- **Exercise 1**
Can you return the stretch of the SEC amendments summary starting at "When a registrant" and ending at "in Rule 1-02(w).", copied word for word?

- **Document segment**
<<<<
The SEC has proposed rule amendments that revise required financial disclosure upon the acquisition and disposition of businesses in M&A transactions. The proposed changes would, among other things:

  • update the significance tests under these rules by revising the investment test and the income test, and conforming the significance threshold and tests for a disposed business;
  • require the financial statements of the acquired business to cover up to the two most recent fiscal years rather than up to the three most recent fiscal years;
  • permit disclosure of financial statements that omit certain expenses for certain carve-out transactions;
  • clarify when financial statements and pro forma financial information are required;
  • no longer require separate acquired business financial statements once the business has been included in the registrant’s post-acquisition financial statements for a complete fiscal year; and
  • amend the pro forma financial information requirements to improve the content and relevance of such information; more specifically, these improvements would include disclosure of “Transaction Accounting Adjustments,” reflecting the accounting for the transaction; and “Management’s Adjustments,” reflecting reasonably estimable synergies and transaction effects.

Background

When a registrant acquires a business, Rule 3-05 of Regulation S-X generally requires a registrant to provide separate audited annual and unaudited interim pre-acquisition financial statements of the business if it is significant to the registrant (“Rule 3-05 Financial Statements”). Whether an acquisition is significant under Rule 3-05 is determined by applying the investment, asset, and income tests provided in the “significant subsidiary” definition in Rule 1-02(w).

Under the current formulation of the rule, if none of the Rule 3-05 significance tests exceeds 20%, a registrant is not required to file Rule 3-05 Financial Statements. If any of the Rule 3-05 significance tests exceeds 20%, but none exceeds 40%, Rule 3-05 Financial Statements are required for the most recent fiscal year and any required interim periods. If any Rule 3-05 significance test exceeds 40%, but none exceeds 50%, a second fiscal year of Rule 3-05 Financial Statements is required. When at least one Rule 3-05 significance test exceeds 50%, a third fiscal year of Rule 3-05 Financial Statements is required unless net revenues of the acquired business were less than $100 million in its most recent fiscal year. Rule 3-05 Financial Statements are not required once the operating results of the acquired business have been reflected in the audited consolidated financial statements of the registrant for a complete fiscal year, unless the financial statements have not been previously filed or the acquisition is of major significance.
>>>>
- **Task data**
<<<<
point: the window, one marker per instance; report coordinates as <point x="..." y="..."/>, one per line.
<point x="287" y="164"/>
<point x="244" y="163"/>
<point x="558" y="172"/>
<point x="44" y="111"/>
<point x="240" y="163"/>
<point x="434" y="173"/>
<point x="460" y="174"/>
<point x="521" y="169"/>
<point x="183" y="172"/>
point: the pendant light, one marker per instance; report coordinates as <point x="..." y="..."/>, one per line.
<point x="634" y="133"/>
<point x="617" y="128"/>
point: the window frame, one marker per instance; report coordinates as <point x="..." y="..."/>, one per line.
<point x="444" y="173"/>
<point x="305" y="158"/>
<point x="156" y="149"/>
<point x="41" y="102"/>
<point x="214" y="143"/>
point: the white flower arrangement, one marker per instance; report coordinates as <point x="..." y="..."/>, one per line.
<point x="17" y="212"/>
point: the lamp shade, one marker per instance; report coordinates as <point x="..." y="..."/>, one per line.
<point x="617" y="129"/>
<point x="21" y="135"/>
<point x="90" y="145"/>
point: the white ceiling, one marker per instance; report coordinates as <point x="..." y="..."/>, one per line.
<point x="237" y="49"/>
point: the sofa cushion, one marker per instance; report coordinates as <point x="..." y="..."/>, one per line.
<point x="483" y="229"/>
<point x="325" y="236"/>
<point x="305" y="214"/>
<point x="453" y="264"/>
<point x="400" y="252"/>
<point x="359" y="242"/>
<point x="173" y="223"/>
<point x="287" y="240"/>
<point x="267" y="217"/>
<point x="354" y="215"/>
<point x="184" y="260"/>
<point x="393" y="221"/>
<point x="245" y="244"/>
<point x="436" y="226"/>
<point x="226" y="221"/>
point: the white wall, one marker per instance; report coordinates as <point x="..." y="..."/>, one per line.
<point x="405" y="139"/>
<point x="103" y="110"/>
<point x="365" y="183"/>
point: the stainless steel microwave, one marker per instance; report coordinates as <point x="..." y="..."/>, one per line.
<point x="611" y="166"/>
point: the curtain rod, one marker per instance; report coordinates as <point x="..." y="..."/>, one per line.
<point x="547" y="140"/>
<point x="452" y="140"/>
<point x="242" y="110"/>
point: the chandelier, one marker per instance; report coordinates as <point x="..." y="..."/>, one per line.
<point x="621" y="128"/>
>>>>
- **Exercise 2**
Could you retype the records starting at the line that contains "point: the sofa" and ending at the last line of the records, both included, character for character?

- **Exercise answer 1**
When a registrant acquires a business, Rule 3-05 of Regulation S-X generally requires a registrant to provide separate audited annual and unaudited interim pre-acquisition financial statements of the business if it is significant to the registrant (“Rule 3-05 Financial Statements”). Whether an acquisition is significant under Rule 3-05 is determined by applying the investment, asset, and income tests provided in the “significant subsidiary” definition in Rule 1-02(w).

- **Exercise answer 2**
point: the sofa cushion, one marker per instance; report coordinates as <point x="..." y="..."/>, one per line.
<point x="483" y="229"/>
<point x="325" y="236"/>
<point x="305" y="214"/>
<point x="453" y="264"/>
<point x="400" y="252"/>
<point x="359" y="242"/>
<point x="173" y="223"/>
<point x="287" y="240"/>
<point x="267" y="217"/>
<point x="354" y="215"/>
<point x="184" y="260"/>
<point x="393" y="221"/>
<point x="245" y="244"/>
<point x="436" y="226"/>
<point x="226" y="221"/>
point: the white wall, one marker per instance; report coordinates as <point x="..." y="..."/>, one per line.
<point x="405" y="139"/>
<point x="103" y="110"/>
<point x="365" y="183"/>
point: the stainless steel microwave, one marker per instance; report coordinates as <point x="..." y="..."/>, one per line.
<point x="611" y="166"/>
point: the curtain rod, one marker per instance; report coordinates as <point x="..." y="..."/>, one per line.
<point x="547" y="140"/>
<point x="452" y="140"/>
<point x="242" y="110"/>
point: the chandelier, one marker per instance; report coordinates as <point x="..." y="..."/>, one per line.
<point x="621" y="128"/>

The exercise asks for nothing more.